Aim: Starting at the line that contains "Each instance gets a single point. Label the long", print every remaining line of the entries, unchanged, and output nothing more.

Dataset records:
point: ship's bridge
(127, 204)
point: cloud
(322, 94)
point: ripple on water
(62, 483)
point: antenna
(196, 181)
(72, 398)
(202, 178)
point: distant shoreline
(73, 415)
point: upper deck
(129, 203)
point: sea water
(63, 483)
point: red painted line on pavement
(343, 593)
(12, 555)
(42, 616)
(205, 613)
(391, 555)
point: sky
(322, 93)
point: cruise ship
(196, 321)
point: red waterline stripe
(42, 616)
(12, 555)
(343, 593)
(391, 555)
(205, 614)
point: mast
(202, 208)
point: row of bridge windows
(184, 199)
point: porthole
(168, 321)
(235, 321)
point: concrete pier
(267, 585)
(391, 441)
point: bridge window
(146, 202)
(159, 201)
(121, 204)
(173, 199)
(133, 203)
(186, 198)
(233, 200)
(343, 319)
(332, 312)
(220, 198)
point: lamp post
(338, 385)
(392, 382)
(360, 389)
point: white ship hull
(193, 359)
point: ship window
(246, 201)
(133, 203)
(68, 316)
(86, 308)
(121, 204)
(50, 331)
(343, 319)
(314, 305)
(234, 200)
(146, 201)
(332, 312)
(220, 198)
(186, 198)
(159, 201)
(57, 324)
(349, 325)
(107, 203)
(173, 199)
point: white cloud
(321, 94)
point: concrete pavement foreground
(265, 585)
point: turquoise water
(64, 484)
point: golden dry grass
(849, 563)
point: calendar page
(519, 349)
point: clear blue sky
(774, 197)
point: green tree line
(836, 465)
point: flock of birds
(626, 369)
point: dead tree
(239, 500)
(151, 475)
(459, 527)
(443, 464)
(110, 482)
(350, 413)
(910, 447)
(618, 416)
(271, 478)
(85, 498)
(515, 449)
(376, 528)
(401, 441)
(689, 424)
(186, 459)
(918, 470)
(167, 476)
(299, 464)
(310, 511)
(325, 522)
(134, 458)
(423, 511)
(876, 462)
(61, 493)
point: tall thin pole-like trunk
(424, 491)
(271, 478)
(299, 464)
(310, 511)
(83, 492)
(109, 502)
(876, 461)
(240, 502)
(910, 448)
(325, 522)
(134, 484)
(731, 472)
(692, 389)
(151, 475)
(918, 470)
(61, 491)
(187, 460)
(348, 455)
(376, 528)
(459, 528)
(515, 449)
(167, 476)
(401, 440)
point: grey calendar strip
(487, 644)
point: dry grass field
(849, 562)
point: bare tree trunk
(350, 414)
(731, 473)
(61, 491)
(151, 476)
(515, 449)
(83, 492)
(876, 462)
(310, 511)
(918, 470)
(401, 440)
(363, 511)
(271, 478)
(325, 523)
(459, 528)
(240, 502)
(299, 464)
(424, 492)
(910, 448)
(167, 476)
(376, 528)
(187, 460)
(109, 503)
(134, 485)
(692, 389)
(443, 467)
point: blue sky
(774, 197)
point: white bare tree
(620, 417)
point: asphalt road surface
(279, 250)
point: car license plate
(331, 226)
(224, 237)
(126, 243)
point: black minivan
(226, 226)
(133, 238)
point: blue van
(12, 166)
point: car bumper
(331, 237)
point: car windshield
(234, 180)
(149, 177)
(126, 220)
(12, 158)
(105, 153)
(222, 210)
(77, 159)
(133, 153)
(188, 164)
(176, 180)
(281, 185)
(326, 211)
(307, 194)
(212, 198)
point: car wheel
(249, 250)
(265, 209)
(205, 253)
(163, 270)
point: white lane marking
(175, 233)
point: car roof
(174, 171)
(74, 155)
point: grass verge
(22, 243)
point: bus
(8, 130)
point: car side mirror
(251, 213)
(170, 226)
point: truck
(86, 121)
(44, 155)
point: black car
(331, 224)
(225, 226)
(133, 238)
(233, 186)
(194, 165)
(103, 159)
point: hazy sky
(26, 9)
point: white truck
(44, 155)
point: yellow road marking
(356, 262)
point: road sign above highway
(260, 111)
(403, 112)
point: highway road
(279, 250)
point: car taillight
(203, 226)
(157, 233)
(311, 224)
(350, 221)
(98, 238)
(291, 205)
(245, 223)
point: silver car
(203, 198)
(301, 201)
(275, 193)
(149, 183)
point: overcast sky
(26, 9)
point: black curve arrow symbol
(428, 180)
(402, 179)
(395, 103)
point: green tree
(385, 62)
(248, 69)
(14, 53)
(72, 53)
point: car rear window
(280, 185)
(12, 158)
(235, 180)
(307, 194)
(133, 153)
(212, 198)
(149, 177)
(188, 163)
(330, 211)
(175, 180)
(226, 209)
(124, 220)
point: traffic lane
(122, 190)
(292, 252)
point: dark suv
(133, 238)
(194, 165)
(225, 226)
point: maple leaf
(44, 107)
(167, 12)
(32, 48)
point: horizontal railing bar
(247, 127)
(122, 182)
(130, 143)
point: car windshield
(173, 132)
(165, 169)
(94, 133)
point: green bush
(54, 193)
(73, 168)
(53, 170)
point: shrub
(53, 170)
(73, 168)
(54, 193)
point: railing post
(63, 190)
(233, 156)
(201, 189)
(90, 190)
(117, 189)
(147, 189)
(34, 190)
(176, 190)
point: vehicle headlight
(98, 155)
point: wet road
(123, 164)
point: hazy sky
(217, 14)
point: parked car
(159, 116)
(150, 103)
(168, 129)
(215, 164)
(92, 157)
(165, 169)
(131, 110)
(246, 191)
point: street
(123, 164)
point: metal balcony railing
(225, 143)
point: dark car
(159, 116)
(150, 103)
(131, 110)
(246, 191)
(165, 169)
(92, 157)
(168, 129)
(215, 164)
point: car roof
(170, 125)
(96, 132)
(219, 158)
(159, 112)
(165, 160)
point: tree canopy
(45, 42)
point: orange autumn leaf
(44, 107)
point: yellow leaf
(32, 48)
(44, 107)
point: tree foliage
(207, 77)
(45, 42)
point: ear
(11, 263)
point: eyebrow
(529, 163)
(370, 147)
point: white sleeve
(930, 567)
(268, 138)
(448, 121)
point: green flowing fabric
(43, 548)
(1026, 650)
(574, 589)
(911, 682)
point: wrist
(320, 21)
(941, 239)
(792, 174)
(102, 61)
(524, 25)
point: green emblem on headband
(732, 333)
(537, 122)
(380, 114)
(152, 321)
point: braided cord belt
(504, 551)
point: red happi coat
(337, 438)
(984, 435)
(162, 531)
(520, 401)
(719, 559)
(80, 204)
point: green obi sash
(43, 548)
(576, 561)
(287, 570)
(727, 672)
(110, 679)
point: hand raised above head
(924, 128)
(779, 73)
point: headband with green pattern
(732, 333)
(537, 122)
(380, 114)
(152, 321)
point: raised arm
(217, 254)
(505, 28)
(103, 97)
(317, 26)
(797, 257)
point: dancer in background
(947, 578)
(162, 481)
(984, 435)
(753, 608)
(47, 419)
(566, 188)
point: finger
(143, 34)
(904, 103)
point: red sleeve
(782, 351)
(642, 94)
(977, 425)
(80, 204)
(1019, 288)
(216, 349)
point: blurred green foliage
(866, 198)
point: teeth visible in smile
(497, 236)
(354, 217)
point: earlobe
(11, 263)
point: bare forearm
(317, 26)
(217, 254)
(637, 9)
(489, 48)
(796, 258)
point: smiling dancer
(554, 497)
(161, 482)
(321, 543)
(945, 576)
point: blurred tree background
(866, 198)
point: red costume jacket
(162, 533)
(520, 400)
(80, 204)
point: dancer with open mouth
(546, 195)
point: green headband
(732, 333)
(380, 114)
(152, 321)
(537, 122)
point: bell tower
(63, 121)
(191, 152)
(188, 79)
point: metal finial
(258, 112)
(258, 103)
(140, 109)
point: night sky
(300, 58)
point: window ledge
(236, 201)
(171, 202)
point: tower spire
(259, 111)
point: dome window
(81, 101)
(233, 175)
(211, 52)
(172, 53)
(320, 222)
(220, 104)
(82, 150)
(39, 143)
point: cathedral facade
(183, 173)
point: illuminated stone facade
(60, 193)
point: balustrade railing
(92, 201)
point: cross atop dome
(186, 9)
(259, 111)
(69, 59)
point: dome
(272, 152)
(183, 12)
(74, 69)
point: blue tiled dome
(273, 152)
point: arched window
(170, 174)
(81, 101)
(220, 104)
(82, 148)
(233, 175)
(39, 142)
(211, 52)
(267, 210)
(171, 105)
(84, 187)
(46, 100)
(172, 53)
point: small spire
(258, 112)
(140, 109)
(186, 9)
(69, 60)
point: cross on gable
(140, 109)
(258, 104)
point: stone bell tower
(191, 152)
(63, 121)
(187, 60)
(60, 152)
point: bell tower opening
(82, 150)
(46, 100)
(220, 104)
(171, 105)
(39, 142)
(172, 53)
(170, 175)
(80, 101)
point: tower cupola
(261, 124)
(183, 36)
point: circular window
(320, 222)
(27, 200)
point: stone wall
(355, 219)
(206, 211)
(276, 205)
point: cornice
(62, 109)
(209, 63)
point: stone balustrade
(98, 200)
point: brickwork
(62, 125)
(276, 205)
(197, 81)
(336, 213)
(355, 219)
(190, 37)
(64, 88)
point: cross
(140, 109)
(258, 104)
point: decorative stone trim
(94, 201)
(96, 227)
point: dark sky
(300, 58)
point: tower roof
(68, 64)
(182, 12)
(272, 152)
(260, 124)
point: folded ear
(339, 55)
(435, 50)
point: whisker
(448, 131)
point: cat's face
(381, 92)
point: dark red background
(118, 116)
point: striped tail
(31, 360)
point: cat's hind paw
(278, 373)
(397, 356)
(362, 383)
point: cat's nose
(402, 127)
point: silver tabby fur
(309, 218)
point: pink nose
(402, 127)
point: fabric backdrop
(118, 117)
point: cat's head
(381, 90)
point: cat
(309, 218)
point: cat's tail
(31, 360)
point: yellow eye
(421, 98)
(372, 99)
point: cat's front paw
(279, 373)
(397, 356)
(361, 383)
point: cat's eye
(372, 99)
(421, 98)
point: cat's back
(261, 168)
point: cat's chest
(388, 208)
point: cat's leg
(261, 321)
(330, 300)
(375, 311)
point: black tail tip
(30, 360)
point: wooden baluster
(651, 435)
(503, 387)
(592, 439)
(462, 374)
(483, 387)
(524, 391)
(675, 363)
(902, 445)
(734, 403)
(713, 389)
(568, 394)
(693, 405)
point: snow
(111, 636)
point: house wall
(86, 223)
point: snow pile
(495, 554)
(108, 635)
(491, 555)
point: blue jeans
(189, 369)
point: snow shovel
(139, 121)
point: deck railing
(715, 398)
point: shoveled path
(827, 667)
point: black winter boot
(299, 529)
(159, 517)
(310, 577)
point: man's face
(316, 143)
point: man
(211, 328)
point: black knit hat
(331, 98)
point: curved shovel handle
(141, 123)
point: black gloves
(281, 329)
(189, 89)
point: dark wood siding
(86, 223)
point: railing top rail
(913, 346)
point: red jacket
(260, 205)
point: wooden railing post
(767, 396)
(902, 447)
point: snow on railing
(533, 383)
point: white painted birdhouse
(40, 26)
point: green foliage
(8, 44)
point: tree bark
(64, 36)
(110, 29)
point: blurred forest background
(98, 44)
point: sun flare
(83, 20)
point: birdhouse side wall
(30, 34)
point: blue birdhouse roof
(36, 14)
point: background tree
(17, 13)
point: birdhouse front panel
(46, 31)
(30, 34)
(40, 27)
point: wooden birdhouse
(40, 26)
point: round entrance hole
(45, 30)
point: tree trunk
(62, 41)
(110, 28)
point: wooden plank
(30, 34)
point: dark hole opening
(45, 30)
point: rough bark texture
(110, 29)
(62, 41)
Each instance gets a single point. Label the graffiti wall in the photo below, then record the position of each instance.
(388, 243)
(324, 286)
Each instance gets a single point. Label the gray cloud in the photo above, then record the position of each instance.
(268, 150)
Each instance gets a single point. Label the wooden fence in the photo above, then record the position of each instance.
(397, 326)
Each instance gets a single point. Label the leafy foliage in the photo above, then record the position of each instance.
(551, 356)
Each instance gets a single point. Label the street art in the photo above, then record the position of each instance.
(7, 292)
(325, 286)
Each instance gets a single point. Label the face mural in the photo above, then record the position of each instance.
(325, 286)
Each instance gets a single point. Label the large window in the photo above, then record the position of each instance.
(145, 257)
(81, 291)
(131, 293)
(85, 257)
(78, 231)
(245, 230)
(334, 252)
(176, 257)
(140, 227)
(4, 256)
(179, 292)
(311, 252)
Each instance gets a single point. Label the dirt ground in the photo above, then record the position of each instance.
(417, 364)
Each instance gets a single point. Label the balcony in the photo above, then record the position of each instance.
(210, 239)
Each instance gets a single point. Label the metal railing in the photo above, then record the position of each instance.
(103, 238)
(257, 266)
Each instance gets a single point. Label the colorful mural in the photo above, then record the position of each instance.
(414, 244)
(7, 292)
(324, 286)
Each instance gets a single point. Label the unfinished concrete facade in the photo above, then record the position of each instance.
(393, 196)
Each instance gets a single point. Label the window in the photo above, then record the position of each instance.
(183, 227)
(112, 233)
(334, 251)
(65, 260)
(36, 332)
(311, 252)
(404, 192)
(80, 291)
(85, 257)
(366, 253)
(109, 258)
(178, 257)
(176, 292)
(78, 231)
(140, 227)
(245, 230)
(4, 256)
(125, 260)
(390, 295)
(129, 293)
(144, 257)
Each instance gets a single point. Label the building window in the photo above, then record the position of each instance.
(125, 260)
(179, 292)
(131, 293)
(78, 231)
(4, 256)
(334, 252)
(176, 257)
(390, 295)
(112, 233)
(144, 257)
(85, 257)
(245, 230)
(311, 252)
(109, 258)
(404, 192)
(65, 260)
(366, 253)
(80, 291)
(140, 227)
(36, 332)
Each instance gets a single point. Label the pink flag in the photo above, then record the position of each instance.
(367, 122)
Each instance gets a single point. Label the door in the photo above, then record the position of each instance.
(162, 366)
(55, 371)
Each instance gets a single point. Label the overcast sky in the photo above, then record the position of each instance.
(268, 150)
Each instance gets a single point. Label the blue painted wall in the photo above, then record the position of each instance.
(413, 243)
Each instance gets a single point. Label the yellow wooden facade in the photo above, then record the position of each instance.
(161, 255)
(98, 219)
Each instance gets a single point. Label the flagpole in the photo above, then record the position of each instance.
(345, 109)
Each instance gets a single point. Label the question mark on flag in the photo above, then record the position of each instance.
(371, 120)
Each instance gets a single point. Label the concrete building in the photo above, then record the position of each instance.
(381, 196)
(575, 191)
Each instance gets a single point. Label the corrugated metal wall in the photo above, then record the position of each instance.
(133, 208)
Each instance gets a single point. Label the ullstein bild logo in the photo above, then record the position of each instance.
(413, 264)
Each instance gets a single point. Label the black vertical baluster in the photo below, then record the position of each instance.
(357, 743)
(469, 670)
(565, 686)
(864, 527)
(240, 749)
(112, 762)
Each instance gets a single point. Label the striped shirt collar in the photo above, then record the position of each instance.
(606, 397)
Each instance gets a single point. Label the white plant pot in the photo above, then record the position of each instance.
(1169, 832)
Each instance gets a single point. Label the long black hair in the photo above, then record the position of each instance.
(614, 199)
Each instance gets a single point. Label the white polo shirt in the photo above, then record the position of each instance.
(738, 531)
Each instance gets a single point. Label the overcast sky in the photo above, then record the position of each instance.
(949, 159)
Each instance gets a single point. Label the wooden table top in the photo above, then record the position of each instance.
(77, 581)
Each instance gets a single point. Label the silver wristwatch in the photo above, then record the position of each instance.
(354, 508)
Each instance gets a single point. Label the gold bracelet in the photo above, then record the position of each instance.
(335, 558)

Solution:
Each instance gets a single point. Label the long black hair in the photo above, then record the position of each instance.
(614, 199)
Each instance gets a single point. Label the white polo shirt in the photo above, then record the position of each instance.
(738, 531)
Each instance gets a single point. Label the overcast sky in the photo above, then record the position of each instance.
(949, 159)
Each instance gets a single point. Label the wooden table top in the photo above, then record the position of each instance.
(77, 581)
Each instance gets a single point. Label the silver wristwatch in the photo above, then record the position of each instance.
(354, 508)
Each instance gets a single point. Label the gold bracelet in the photo above, then record the position of each instance.
(335, 558)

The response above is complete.